- Dataset content -
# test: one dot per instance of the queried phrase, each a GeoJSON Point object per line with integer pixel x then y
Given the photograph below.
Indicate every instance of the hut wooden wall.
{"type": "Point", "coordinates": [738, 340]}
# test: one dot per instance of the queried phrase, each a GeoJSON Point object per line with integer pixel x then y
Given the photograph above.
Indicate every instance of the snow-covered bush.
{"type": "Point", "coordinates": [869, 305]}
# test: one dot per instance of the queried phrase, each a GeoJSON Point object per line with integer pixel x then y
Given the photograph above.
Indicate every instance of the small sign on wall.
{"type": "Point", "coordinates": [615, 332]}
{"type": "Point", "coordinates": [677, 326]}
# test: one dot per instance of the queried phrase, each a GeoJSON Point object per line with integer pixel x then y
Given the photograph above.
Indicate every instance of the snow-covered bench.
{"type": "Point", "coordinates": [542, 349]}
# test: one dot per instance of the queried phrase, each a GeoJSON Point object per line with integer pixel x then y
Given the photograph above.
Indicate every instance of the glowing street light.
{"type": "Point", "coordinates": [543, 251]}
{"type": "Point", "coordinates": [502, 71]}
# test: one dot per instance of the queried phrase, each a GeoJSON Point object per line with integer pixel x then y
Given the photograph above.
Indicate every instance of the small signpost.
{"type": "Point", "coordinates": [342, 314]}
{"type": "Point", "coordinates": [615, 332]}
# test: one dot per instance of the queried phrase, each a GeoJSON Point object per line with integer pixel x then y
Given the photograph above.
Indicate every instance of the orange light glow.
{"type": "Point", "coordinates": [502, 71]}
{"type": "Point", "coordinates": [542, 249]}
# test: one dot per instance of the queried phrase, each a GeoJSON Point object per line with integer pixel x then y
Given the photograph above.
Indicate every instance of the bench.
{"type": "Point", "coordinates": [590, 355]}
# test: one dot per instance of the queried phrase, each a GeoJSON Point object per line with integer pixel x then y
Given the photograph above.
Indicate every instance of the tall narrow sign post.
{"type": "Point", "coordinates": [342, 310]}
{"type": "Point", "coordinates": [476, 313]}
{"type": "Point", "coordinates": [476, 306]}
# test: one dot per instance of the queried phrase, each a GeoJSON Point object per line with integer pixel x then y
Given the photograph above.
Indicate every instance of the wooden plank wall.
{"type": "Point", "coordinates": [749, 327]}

- Aim of the exercise -
All of the data above should be transcribed exactly.

- Answer to the problem -
# test: one dot per instance of the queried phrase, each a GeoJSON Point object per line with integer pixel x then y
Given the photograph below.
Indicate every instance of the hut wooden wall.
{"type": "Point", "coordinates": [738, 340]}
# test: one dot per instance of the queried phrase, each a GeoJSON Point object per line with integer pixel x then y
Given the photograph above.
Indicate every instance of the snow-covered bush.
{"type": "Point", "coordinates": [869, 305]}
# test: one dot per instance of the queried phrase, each a GeoJSON Point object per line with integer pixel x then y
Given the photograph above.
Indicate every instance of the small sign on wall.
{"type": "Point", "coordinates": [615, 332]}
{"type": "Point", "coordinates": [677, 326]}
# test: one dot per instance of the queried phrase, each a GeoJSON Point object per line with integer pixel x then y
Given the photograph above.
Indicate every instance of the snow-covered bench.
{"type": "Point", "coordinates": [542, 349]}
# test: one dot per instance of the queried phrase, each a GeoJSON Point object per line with integer pixel x then y
Given the photograph above.
Indicate every instance of the glowing street light.
{"type": "Point", "coordinates": [543, 251]}
{"type": "Point", "coordinates": [502, 71]}
# test: one dot per instance of the queried phrase, each a GeoJSON Point object per line with integer pixel x then y
Given the photograph above.
Indicate every instance of the small signpost.
{"type": "Point", "coordinates": [342, 314]}
{"type": "Point", "coordinates": [615, 332]}
# test: one dot per instance of the queried phrase, each a GeoJSON Point object per line with integer pixel x then y
Given the photograph above.
Indicate every instance of the orange light glow.
{"type": "Point", "coordinates": [502, 71]}
{"type": "Point", "coordinates": [542, 249]}
# test: one dot per instance of the queried phrase, each a GeoJSON Point object per line with integer pixel x then y
Given the photograph above.
Indicate every instance of the bench.
{"type": "Point", "coordinates": [590, 355]}
# test: one dot per instance of the queried phrase, each a GeoJSON Point object per line with integer pixel x then y
Given the photograph above.
Indicate every instance of the tall narrow sign post.
{"type": "Point", "coordinates": [342, 310]}
{"type": "Point", "coordinates": [476, 313]}
{"type": "Point", "coordinates": [476, 306]}
# test: one dot per instance of the queried phrase, each a GeoJSON Point object per line with integer pixel x then y
Given the photograph above.
Indicate every instance of the wooden plank wall.
{"type": "Point", "coordinates": [749, 327]}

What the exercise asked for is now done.